%%
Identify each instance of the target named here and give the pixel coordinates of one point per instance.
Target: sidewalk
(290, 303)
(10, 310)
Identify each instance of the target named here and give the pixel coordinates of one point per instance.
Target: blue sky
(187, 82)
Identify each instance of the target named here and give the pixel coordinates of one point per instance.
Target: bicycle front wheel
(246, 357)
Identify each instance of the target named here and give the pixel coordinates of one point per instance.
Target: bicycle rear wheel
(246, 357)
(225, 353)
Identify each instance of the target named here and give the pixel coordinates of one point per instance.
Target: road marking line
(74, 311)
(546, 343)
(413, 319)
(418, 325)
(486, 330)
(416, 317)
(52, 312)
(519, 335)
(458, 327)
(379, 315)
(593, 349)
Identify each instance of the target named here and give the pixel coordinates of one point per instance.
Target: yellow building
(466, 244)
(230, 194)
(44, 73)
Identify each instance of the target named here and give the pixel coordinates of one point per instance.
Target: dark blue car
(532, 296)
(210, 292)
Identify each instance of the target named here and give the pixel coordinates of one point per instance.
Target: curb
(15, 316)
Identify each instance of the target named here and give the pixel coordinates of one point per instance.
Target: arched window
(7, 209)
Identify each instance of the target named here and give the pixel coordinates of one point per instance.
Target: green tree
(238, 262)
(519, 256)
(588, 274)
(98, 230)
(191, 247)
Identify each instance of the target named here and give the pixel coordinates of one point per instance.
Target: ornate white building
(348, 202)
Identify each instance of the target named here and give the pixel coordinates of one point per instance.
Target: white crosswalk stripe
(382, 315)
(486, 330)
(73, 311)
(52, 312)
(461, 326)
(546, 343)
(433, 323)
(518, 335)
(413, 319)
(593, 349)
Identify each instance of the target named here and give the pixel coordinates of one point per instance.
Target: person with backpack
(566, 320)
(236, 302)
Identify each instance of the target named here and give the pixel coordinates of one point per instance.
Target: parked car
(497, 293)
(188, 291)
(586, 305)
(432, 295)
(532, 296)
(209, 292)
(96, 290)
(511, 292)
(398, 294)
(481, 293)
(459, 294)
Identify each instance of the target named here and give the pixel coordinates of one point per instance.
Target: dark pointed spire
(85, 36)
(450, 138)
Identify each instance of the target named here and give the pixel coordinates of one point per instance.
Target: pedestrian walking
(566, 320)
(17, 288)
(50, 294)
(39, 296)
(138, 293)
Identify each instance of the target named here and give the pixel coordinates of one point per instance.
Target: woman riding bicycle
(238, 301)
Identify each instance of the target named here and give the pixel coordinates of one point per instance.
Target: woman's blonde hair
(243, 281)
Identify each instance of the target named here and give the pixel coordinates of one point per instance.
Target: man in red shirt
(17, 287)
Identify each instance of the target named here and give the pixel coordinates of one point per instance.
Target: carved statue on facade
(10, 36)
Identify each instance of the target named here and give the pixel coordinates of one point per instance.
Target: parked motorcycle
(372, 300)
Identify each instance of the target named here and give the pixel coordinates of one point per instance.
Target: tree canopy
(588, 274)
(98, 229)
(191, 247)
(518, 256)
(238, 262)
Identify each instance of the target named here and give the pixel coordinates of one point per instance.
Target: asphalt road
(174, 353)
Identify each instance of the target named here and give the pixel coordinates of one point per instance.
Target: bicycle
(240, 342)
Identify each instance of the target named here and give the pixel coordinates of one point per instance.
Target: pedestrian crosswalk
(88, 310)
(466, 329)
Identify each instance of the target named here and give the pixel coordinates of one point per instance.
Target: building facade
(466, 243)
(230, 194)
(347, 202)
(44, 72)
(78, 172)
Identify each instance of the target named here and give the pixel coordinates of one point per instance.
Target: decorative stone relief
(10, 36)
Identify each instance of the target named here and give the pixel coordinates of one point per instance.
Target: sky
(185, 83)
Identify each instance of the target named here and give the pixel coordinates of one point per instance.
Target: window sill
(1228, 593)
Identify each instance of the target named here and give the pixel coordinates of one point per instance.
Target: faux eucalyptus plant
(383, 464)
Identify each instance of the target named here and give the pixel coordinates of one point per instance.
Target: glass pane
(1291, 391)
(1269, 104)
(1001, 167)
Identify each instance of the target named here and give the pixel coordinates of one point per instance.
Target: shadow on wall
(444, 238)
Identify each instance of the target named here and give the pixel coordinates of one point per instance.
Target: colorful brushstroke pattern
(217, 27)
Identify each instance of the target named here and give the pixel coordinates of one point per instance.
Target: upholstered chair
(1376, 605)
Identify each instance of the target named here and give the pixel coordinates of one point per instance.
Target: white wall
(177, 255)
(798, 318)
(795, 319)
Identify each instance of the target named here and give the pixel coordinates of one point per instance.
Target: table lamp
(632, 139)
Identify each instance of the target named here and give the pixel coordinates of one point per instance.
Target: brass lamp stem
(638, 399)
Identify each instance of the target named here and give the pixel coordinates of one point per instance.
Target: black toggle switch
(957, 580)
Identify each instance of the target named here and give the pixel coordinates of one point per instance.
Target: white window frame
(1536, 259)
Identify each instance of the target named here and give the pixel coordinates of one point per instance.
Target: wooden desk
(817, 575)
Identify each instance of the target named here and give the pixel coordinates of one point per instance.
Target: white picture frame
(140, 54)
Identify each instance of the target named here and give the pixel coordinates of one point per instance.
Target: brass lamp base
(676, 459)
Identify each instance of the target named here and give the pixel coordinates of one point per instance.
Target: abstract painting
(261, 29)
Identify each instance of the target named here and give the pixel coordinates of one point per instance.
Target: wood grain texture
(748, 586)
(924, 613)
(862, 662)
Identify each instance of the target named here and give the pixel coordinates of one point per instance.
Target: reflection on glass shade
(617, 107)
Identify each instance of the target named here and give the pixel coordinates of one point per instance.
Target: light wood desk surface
%%
WHAT THE EXERCISE ASKS - Prepare a faithful transcription of the material above, with nothing altered.

YOUR RESPONSE -
Identify each instance of the target named here and give the pixel coordinates of one point per instance.
Target: sidewalk
(290, 303)
(10, 310)
Identify each instance of the target named here and give the pixel coordinates of one point per instance.
Target: blue sky
(187, 82)
Identify each instance of the target named here and give the pixel coordinates of one point per instance.
Target: bicycle front wheel
(246, 357)
Identify each instance of the target named here and give the pixel coordinates of one point per instance.
Target: bicycle rear wheel
(246, 357)
(225, 353)
Identify each instance of the target named here and give the pixel coordinates of one point per instance.
Target: road marking line
(74, 311)
(546, 343)
(413, 319)
(418, 325)
(486, 330)
(416, 317)
(52, 312)
(519, 335)
(458, 327)
(379, 315)
(593, 349)
Identify each instance of the target named here and give the pixel coordinates of one point per instance.
Target: yellow building
(466, 244)
(230, 194)
(44, 73)
Identify each instance of the target named here and give the pixel coordinates of one point per instance.
Target: dark blue car
(532, 296)
(210, 292)
Identify each instance of the target named here and give the pixel coordinates of one point per instance.
Target: curb
(15, 316)
Identify each instance of the target named here and give the pixel coordinates of one point per instance.
Target: arched window
(7, 209)
Identify each instance of the target named here and give the pixel coordinates of one point per instance.
Target: green tree
(238, 262)
(519, 256)
(588, 274)
(98, 230)
(191, 247)
Identify each instance of the target named here and give the pixel coordinates of one point per instance.
Target: ornate white building
(348, 202)
Identify each instance of the target named here and give the pixel coordinates of one point per instance.
Target: white crosswalk stripe
(382, 315)
(486, 330)
(73, 311)
(52, 312)
(461, 326)
(546, 343)
(433, 323)
(518, 335)
(413, 319)
(593, 349)
Identify each instance of the target named here and give the pixel coordinates of one point per instance.
Target: person with backpack
(566, 320)
(236, 302)
Identify each instance of the target named here and give the pixel coordinates of one point per instance.
Target: parked car
(497, 293)
(188, 291)
(586, 305)
(432, 295)
(532, 296)
(209, 292)
(96, 290)
(511, 292)
(398, 294)
(481, 293)
(459, 294)
Identify each instance of the target named here and give the pixel coordinates of one point per instance.
Target: dark pointed spire
(85, 36)
(450, 138)
Identify each instance of the target named here and give the pixel coordinates of one point per instance.
Target: pedestrian walking
(566, 320)
(17, 288)
(50, 294)
(39, 296)
(138, 293)
Identify each instance of the target named here and give the pixel coordinates of one point per instance.
Target: woman riding bicycle
(238, 301)
Identify each instance of the target named here and give the pixel coordinates of one point per instance.
Target: woman's blonde hair
(243, 281)
Identify each instance of the target named here and give the pixel coordinates of one point per instance.
Target: man in red shirt
(17, 287)
Identify each instance of the target named here and give the pixel coordinates of one point per instance.
Target: carved statue on facade
(10, 36)
Identify each instance of the target named here and give the pixel coordinates of one point per instance.
Target: parked motorcycle
(372, 300)
Identify each instance of the target named here and give the pixel coordinates of one point per instance.
Target: tree canopy
(588, 274)
(98, 229)
(191, 247)
(518, 256)
(238, 262)
Identify each instance of the target named here and give the pixel coordinates of one point per instance.
Target: asphalt road
(174, 353)
Identify each instance of the target named here and give the pixel coordinates of one point per instance.
Target: bicycle
(240, 342)
Identify each instance of the target named here and give the pixel coordinates of one point per instance.
Target: pedestrian crosswalk
(88, 310)
(466, 329)
Identify each instance of the target named here and give the pixel coordinates of one point per instance.
Target: building facade
(466, 243)
(230, 194)
(347, 202)
(44, 72)
(78, 172)
Identify each instance of the target named here and give the pixel coordinates of one point per instance.
Target: decorative stone relief
(10, 36)
Identify each instance of the target named here and give the pixel coordinates of one point per instance.
Target: sky
(185, 83)
Identify each instance of the target named here and give the pixel coordinates of one point per instance.
Target: window sill
(1228, 593)
Identify each instance of the target named here and give the pixel coordinates of one point per instance.
Target: faux eucalyptus plant
(383, 464)
Identify each instance of the target named here and give the pixel coordinates of one point per instance.
Target: glass pane
(1291, 391)
(1269, 104)
(1001, 167)
Identify each instance of the target named here and give the pixel coordinates of one point per instance.
Target: shadow on wall
(444, 238)
Identify each instance of the target named here and give the pixel coordinates of one point per instance.
Target: colorful brushstroke pattern
(217, 27)
Identify each instance of the target named here and give the pixel coordinates of one point per instance.
Target: upholstered chair
(1376, 605)
Identify each instance of the target named here and give the pixel coordinates of one point per instance.
Target: white wall
(177, 255)
(798, 318)
(795, 319)
Identify each instance of the target named here and give the pixel coordinates of one point per instance.
Target: table lamp
(632, 139)
Identify each instance of the target named here and give the pixel coordinates of one point per instance.
Target: brass lamp stem
(638, 399)
Identify each instance of the target named here and give the pixel coordinates of one point per instance.
Target: black toggle switch
(957, 580)
Identify each instance of the target named here and give the pixel coordinates of one point per instance.
Target: white window frame
(1536, 259)
Identify each instance of the target named here and give the pixel coordinates of one point per instance.
Target: wooden desk
(817, 575)
Identify each instance of the target named here and give the pixel coordinates of one point per instance.
Target: white picture frame
(140, 54)
Identify each instance of the target named here and give the pixel coordinates of one point per instance.
Target: brass lamp base
(676, 459)
Identify each instance of the target named here and give the pixel coordinates of one point per instance.
Target: abstract painting
(261, 29)
Identify each instance of the target named here and give the pixel coordinates of one point per instance.
Target: wood grain texture
(748, 586)
(924, 613)
(862, 662)
Identify each instance of the target named here and give the pixel coordinates of one point per instance.
Target: reflection on glass shade
(617, 107)
Identify each instance of the target named here and give the pixel coordinates of one point per instance.
Target: light wood desk surface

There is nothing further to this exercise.